#### RECORDS SUPPLIED
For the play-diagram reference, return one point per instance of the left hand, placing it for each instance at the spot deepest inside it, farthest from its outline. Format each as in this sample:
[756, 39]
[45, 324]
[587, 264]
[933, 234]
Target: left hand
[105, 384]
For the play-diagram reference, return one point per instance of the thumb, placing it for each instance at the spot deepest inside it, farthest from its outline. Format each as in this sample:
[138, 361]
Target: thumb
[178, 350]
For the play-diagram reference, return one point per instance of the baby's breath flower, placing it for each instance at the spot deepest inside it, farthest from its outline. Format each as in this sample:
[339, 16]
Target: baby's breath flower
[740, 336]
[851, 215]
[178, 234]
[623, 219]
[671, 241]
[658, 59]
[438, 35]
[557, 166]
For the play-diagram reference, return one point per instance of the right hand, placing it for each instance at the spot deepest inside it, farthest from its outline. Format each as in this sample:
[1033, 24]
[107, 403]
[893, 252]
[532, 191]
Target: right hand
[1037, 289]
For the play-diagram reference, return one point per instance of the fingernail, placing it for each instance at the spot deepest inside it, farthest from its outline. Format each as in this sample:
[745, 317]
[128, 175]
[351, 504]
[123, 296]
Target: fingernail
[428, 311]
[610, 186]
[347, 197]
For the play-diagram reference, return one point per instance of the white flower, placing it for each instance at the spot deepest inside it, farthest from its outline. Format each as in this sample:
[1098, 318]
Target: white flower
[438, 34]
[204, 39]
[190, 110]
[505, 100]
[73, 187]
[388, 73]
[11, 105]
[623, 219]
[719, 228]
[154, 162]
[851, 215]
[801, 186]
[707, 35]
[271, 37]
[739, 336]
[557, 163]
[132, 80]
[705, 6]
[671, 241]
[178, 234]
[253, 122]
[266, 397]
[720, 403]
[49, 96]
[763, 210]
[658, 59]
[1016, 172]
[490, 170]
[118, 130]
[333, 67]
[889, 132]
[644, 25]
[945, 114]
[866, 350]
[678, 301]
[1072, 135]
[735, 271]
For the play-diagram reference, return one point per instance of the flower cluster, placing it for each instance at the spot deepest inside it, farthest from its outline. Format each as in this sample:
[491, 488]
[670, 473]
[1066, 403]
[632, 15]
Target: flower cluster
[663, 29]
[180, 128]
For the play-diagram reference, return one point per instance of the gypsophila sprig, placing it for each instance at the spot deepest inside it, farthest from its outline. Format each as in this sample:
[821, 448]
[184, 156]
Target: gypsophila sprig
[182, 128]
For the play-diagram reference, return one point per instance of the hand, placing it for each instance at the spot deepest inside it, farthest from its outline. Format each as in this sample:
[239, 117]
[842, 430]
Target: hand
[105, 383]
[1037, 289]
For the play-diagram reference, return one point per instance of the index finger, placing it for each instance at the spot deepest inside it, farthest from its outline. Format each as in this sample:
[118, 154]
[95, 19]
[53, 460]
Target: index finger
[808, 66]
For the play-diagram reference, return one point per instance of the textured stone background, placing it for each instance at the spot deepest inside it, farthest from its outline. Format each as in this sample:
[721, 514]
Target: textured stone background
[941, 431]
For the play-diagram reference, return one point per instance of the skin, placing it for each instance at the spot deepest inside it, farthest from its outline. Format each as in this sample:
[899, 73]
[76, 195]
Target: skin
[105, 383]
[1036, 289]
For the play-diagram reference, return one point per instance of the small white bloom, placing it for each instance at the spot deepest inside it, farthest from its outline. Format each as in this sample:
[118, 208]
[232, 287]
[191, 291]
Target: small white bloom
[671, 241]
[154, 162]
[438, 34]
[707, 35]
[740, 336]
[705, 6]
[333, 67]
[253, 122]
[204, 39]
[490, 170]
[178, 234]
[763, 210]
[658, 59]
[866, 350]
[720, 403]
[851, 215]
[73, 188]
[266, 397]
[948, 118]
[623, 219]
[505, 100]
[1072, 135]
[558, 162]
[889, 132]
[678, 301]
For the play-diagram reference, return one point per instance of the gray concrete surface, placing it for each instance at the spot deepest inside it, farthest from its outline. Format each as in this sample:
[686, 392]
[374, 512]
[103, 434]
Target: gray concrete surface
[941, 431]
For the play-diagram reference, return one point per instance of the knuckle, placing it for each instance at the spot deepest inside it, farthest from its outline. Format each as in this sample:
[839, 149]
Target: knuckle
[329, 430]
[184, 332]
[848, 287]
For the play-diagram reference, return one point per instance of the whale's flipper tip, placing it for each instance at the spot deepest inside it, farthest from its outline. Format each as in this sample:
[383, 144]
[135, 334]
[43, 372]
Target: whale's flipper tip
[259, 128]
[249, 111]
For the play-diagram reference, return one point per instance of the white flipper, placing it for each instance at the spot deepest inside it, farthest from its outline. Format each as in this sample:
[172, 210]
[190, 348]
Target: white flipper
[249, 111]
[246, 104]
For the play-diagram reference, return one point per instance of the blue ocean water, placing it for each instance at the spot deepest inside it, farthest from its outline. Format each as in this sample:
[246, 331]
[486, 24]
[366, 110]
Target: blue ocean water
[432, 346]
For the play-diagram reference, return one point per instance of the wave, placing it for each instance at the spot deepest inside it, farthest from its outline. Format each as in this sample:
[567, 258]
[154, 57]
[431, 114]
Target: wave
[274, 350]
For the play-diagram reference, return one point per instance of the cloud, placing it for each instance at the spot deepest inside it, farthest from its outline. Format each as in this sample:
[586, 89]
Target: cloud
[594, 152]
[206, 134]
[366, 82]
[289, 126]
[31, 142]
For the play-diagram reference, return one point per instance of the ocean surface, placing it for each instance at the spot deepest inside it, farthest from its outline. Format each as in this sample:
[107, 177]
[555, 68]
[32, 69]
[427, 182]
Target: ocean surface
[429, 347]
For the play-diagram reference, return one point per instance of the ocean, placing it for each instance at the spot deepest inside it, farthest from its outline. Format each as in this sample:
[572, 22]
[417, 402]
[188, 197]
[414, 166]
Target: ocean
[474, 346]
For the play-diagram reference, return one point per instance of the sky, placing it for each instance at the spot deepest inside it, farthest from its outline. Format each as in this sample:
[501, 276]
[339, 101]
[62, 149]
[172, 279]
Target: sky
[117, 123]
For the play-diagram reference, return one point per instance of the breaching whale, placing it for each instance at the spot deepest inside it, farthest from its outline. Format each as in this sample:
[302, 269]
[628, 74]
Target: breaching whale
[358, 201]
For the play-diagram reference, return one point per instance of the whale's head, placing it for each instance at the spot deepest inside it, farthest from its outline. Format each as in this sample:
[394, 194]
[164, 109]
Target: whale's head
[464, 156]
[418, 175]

#### TASK TO COMPLETE
Faithfully reproduce all of the records, character for character.

#### RESPONSE TO THIS TASK
For the play-diagram reference, return one point per instance of the left hand, placing it for each instance at the spot deepest inside it, farthest from its outline. Format each as in this sample:
[756, 39]
[45, 324]
[587, 264]
[933, 234]
Target: left hand
[105, 384]
For the play-diagram reference, return one point per instance of the thumb, placing it for each instance at the spot deepest inside it, farthest from its outline. Format each as in this sample:
[138, 361]
Target: thumb
[178, 350]
For the play-diagram reference, return one point per instance of the baby's breath flower, placing it for each instance at the spot deepest inside it, farthest from its outline. Format each as in this sample:
[339, 16]
Target: baby's breath flower
[740, 336]
[851, 215]
[178, 234]
[623, 219]
[671, 241]
[658, 59]
[438, 35]
[557, 166]
For the play-diagram reference, return one point per instance of the right hand, placing it for each instance at the spot deepest inside it, farthest from its outline. Format each as in this sample:
[1033, 24]
[107, 403]
[893, 252]
[532, 191]
Target: right hand
[1037, 289]
For the play-diagram reference, return one point per instance of the fingernail, placing it for each instance at the spot deepest inside it, farthest from its outline. Format each as in this sample:
[745, 317]
[128, 175]
[351, 504]
[123, 296]
Target: fingernail
[428, 311]
[610, 186]
[347, 197]
For the play-diagram reference, return one point per instance of the white flower, placing it for each instance at the spot deepest inside it, farthest from its outline. Format each as in this sample:
[1098, 318]
Target: white flower
[438, 34]
[204, 39]
[190, 110]
[505, 100]
[73, 187]
[388, 73]
[11, 105]
[623, 219]
[719, 228]
[154, 162]
[851, 215]
[801, 186]
[707, 35]
[271, 37]
[739, 336]
[557, 163]
[132, 80]
[705, 6]
[671, 241]
[178, 234]
[253, 122]
[266, 397]
[720, 403]
[49, 96]
[763, 210]
[658, 59]
[1016, 172]
[490, 170]
[118, 130]
[333, 67]
[889, 132]
[644, 25]
[945, 114]
[866, 350]
[678, 301]
[1072, 135]
[735, 271]
For the play-diagram reference, return one point per instance of the flower cluster, placing it for each instance at the spot deepest inside it, farthest from its outline. Format each as in this sample:
[491, 488]
[670, 473]
[1066, 403]
[632, 15]
Target: flower cluster
[663, 29]
[180, 128]
For the play-diagram reference, return one point per instance of the gypsophila sprig, placing it for each instance at the spot deepest inside it, farthest from its outline. Format each as in this sample:
[821, 448]
[184, 156]
Target: gypsophila sprig
[182, 128]
For the play-diagram reference, return one point per instance of the hand, placing it for each instance at the spot deepest inside it, farthest from its outline. Format each as in this sample:
[239, 117]
[842, 430]
Target: hand
[105, 383]
[1037, 289]
For the play-diagram reference, return one point per instance of the index finger, placing it for each instance at the spot deepest inside it, farthest from its outline. Format each as in this sample:
[118, 154]
[95, 19]
[53, 460]
Target: index finger
[808, 66]
For the play-diagram reference, return one point per instance of the textured stone background, placing it for each instance at the spot deepest inside it, farthest from its outline. Format each as in this sample:
[721, 514]
Target: textured stone background
[941, 431]
For the play-diagram reference, return one point per instance of the skin, placing it for each instance at the spot deepest inside it, farthest from its outline. Format each as in this sample:
[899, 73]
[76, 195]
Target: skin
[105, 383]
[1036, 289]
For the play-diagram reference, return one point per instance of the small white bloom, placing it for each instance at the spot deepest inside it, farthest from its outline. Format each as in this sample:
[118, 208]
[232, 287]
[191, 291]
Target: small white bloom
[671, 241]
[154, 162]
[438, 34]
[707, 35]
[740, 336]
[705, 6]
[333, 67]
[253, 122]
[204, 39]
[490, 170]
[178, 234]
[763, 210]
[658, 59]
[866, 350]
[720, 403]
[851, 215]
[73, 188]
[266, 397]
[948, 118]
[623, 219]
[505, 100]
[1072, 135]
[558, 162]
[889, 132]
[678, 301]
For the play-diagram reference, return one point per instance of the gray concrete surface, placing it for each instance at the spot deepest inside it, farthest from its outline. Format each as in this sample:
[686, 392]
[374, 512]
[103, 434]
Target: gray concrete surface
[941, 431]
For the play-diagram reference, return one point per instance of the knuckle, placing it for each instance at the spot deepest inside it, farthest from its outline. Format each as in this sample:
[839, 149]
Target: knuckle
[329, 430]
[184, 332]
[848, 287]
For the play-diagram reference, return one point per instance of the whale's flipper tip, placing it for each instance at the spot deepest inside it, farthest from its outline. Format each as in this sample:
[383, 144]
[135, 334]
[43, 372]
Target: whale's flipper tip
[259, 128]
[249, 111]
For the play-diagram reference, return one point per instance of the white flipper, placing it for each instance at the spot deepest inside it, farthest from its outline. Format each as in this sample:
[172, 210]
[190, 348]
Target: white flipper
[249, 111]
[246, 104]
For the play-diagram reference, return one point per instance of the blue ocean water, placing it for each instance at the spot deepest inside it, farthest from its outline. Format each as in this sample:
[246, 331]
[486, 24]
[366, 110]
Target: blue ocean water
[432, 346]
For the play-diagram reference, return one point per instance of the wave, placing it for each instance at the spot deepest inside it, farthest from its outline. Format each as in this sample:
[567, 258]
[154, 57]
[431, 114]
Target: wave
[274, 350]
For the play-diagram reference, return one point per instance of the cloud, placing it for each instance at the spot deepest inside it, farthest from its outline. Format each as in this sample:
[586, 89]
Target: cloud
[594, 152]
[206, 134]
[366, 82]
[289, 126]
[31, 142]
For the play-diagram reference, return one point per instance of the ocean surface, placing it for each instance at the spot deepest inside it, farthest from its outline. Format each as in this sample:
[107, 177]
[555, 68]
[32, 69]
[427, 182]
Target: ocean surface
[429, 347]
For the play-diagram reference, return one point per instance of the ocean, placing it for each instance at the spot deepest inside it, farthest from its outline. Format each as in this sample:
[572, 22]
[417, 402]
[188, 197]
[414, 166]
Target: ocean
[474, 346]
For the play-diagram reference, return one point per instance of the sky, placing it for each instance at the spot deepest inside it, farthest from its outline. Format each as in this sample:
[501, 276]
[339, 101]
[62, 149]
[172, 279]
Target: sky
[117, 123]
For the play-diagram reference, return one point per instance of the breaching whale, placing it for each instance at the spot deepest inside it, farthest from its outline. Format each as in this sample:
[302, 269]
[628, 74]
Target: breaching whale
[358, 201]
For the play-diagram reference, return one point per instance of the whale's head, placing it for each instance at the spot deepest inside it, farthest from its outline. Format each as in this sample:
[394, 194]
[164, 109]
Target: whale's head
[464, 156]
[418, 175]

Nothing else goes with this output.